Source document START
No-one trusts or cares what the MSM think or say anymore. Why is that?
https://www.roymorgan.com/findings/9332-nz-national-voting-intention-au…
"There was music in the cafés at night
And revolution in the air..."
Bob Dylan: Tangled up in blue
I'm in my early 30s and I'll probably vote NZ First if it is clear they will get over 5% and be kingmaker.
Apart from the transgender toilet sideshow (which I don't agree with policy-wise, but it's less of an issue for me than either selling out the country to landlords from the right or letting criminality run free with added racial division from the left) I actually couldn't tell you a single other policy of theirs off the top of my head, which - based on how crap the policy is from both the left and the right this election - is a positive in my book.
I don't want Winston First to do anything other than act as a complete impediment to all the moronic policy the rest of them are cooking up.
I'd actually be even more inclined to vote NZ First if Winston got up on stage and declared the party's only policy to be locking the doors of parliament so the inmates can't even show up to the asylum for the next term.
One of the latest NZ First policy is I believe for a Ministry of National Energy Self-Sufficiency. This includes oil and gas and renewable energy and involves a coherent path towards national energy self reliance.
If a nation has energy self sufficiency then it will generally have a higher standard of living. If NZ First could persuade National/Act to follow such a policy it would take us a long way towards solving many of our other problems.
Currently we are halfway between Norway and Nigeria - Norway being a well ordered, consensus driven society that is using their energy resources to put money into a wealth fund and make the transition to renewable energy vs Nigeria that is spending it's oil money on it's elite's luxury fancies and not doing much to build up a renewable energy structure.
In NZ the right wing sold off Petrocorp, losing the chance to go down the Norwegian path and the left wing trashed the refinery, stopped oil and gas exploration and made no viable plans to replace the energy deficit with a coherent renewable energy strategy.
In a sea of greedy or impractical fools Winston Peters is standing out as a person with practical ideas on the energy front.
Source document END
§ Brief 1
Translate this sentence from the NZ First comments into Spanish: "If a nation has energy self sufficiency then it will generally have a higher standard of living."
§ Brief 2
Rewrite the part of the NZ First comments starting with "No-one trusts or" and going on through "in my book.", replacing "NZ First" with "the Greens".
§ Brief 3
List every country named in the NZ First comments.
Data for analysis START
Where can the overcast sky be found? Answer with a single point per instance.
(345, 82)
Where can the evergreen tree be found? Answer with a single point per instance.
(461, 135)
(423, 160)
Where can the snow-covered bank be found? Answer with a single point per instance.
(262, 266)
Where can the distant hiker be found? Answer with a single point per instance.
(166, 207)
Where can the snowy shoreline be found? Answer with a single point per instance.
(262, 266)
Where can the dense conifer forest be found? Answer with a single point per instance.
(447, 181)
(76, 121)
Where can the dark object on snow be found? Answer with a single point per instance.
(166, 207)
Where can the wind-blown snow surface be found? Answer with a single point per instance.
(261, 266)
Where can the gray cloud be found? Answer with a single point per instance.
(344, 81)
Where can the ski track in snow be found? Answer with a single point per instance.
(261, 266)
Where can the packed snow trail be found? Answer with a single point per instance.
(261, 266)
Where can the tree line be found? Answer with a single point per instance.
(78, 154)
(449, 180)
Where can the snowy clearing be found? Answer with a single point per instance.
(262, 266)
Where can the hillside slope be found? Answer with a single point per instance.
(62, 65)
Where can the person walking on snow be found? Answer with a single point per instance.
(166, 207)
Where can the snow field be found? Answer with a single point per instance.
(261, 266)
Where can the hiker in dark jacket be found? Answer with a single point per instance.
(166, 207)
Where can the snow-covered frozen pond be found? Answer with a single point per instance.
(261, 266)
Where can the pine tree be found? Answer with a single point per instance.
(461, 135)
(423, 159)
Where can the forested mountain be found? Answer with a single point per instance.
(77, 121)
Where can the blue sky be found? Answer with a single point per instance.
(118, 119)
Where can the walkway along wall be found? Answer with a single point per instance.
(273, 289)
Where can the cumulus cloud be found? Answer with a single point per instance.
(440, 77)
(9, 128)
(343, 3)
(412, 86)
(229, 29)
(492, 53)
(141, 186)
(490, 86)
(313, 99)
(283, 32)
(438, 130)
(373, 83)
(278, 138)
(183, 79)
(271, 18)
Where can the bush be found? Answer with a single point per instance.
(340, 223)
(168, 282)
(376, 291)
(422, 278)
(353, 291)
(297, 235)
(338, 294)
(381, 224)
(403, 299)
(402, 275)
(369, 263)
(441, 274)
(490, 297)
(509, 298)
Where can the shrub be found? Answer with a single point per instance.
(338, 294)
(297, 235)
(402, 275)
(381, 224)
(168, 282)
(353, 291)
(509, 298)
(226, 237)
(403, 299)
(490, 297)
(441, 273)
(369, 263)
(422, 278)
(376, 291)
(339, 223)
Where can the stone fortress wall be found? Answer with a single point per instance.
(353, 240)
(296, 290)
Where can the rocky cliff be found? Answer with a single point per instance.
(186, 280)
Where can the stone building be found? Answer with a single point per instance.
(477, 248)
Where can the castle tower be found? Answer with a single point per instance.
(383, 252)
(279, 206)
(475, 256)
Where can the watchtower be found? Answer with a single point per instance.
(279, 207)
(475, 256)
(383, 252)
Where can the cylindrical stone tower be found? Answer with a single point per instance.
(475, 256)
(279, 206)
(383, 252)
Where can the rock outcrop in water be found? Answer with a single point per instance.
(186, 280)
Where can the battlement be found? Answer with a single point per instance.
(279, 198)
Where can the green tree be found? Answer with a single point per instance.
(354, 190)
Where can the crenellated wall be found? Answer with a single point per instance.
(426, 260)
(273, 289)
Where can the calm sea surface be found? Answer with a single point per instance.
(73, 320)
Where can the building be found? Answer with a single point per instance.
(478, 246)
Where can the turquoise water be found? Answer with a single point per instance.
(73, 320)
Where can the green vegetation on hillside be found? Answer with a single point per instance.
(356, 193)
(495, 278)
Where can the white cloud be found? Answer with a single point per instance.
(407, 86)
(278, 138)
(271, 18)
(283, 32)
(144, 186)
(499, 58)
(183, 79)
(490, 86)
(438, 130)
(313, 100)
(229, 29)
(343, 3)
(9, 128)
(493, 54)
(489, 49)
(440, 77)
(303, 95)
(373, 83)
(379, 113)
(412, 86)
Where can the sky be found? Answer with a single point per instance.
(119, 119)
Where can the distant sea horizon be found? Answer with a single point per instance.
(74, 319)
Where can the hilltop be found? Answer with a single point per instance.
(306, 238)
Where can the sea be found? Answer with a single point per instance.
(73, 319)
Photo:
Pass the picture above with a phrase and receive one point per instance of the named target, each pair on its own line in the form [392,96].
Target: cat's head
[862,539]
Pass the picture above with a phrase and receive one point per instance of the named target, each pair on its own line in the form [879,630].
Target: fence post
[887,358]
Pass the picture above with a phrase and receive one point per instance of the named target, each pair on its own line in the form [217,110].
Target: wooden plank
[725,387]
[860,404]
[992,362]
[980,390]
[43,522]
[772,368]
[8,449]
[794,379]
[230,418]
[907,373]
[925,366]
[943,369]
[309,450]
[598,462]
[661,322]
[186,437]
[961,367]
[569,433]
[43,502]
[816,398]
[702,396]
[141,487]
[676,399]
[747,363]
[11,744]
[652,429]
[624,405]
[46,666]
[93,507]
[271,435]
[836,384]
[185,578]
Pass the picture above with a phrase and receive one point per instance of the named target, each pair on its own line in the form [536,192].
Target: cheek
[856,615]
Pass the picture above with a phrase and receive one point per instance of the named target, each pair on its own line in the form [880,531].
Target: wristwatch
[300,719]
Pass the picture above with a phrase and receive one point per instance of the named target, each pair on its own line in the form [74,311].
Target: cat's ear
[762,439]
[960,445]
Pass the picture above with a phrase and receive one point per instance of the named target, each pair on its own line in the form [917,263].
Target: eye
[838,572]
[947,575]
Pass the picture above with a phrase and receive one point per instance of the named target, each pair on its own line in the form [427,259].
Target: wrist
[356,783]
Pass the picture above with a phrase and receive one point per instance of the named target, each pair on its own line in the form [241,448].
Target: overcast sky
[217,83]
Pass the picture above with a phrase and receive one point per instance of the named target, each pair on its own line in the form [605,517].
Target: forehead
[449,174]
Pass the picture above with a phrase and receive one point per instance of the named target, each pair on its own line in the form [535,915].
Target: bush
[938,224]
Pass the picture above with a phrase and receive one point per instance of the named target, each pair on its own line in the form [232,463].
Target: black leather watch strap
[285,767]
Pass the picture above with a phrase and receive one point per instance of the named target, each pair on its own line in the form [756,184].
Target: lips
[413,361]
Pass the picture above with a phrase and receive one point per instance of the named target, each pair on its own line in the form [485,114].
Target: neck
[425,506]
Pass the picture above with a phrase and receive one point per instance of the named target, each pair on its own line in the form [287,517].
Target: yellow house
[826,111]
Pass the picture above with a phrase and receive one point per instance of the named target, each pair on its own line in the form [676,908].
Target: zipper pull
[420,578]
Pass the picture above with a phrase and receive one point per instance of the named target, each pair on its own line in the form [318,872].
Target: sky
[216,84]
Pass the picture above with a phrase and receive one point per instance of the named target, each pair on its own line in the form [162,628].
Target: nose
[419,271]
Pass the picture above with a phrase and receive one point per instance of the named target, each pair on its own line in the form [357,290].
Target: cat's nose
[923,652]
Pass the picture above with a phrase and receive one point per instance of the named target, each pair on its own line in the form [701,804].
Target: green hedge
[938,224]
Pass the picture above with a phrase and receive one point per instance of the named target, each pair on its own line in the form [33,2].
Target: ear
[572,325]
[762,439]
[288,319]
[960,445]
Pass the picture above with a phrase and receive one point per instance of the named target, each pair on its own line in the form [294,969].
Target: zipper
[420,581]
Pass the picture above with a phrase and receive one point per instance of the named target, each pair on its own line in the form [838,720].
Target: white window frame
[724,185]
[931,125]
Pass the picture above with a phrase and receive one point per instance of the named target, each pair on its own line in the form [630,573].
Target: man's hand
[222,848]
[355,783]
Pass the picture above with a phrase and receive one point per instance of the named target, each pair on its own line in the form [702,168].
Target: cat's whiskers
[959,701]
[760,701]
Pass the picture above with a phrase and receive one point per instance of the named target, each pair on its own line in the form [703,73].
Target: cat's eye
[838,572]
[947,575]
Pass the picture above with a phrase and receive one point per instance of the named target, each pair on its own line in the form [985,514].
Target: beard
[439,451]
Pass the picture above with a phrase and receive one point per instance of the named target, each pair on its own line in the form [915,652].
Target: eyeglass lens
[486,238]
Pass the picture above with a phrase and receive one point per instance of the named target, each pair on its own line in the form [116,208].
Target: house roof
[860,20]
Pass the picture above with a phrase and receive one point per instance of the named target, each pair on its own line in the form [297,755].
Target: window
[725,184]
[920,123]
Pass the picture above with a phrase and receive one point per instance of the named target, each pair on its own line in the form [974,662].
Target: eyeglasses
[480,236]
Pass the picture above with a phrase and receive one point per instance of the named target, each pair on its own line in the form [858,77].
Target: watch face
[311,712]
Data for analysis END
§ Result 1
Si una nación tiene autosuficiencia energética, entonces generalmente tendrá un nivel de vida más alto.

§ Result 2
No-one trusts or cares what the MSM think or say anymore. Why is that?
https://www.roymorgan.com/findings/9332-nz-national-voting-intention-au…
"There was music in the cafés at night
And revolution in the air..."
Bob Dylan: Tangled up in blue
I'm in my early 30s and I'll probably vote the Greens if it is clear they will get over 5% and be kingmaker.
Apart from the transgender toilet sideshow (which I don't agree with policy-wise, but it's less of an issue for me than either selling out the country to landlords from the right or letting criminality run free with added racial division from the left) I actually couldn't tell you a single other policy of theirs off the top of my head, which - based on how crap the policy is from both the left and the right this election - is a positive in my book.

§ Result 3
NZ, Norway, Nigeria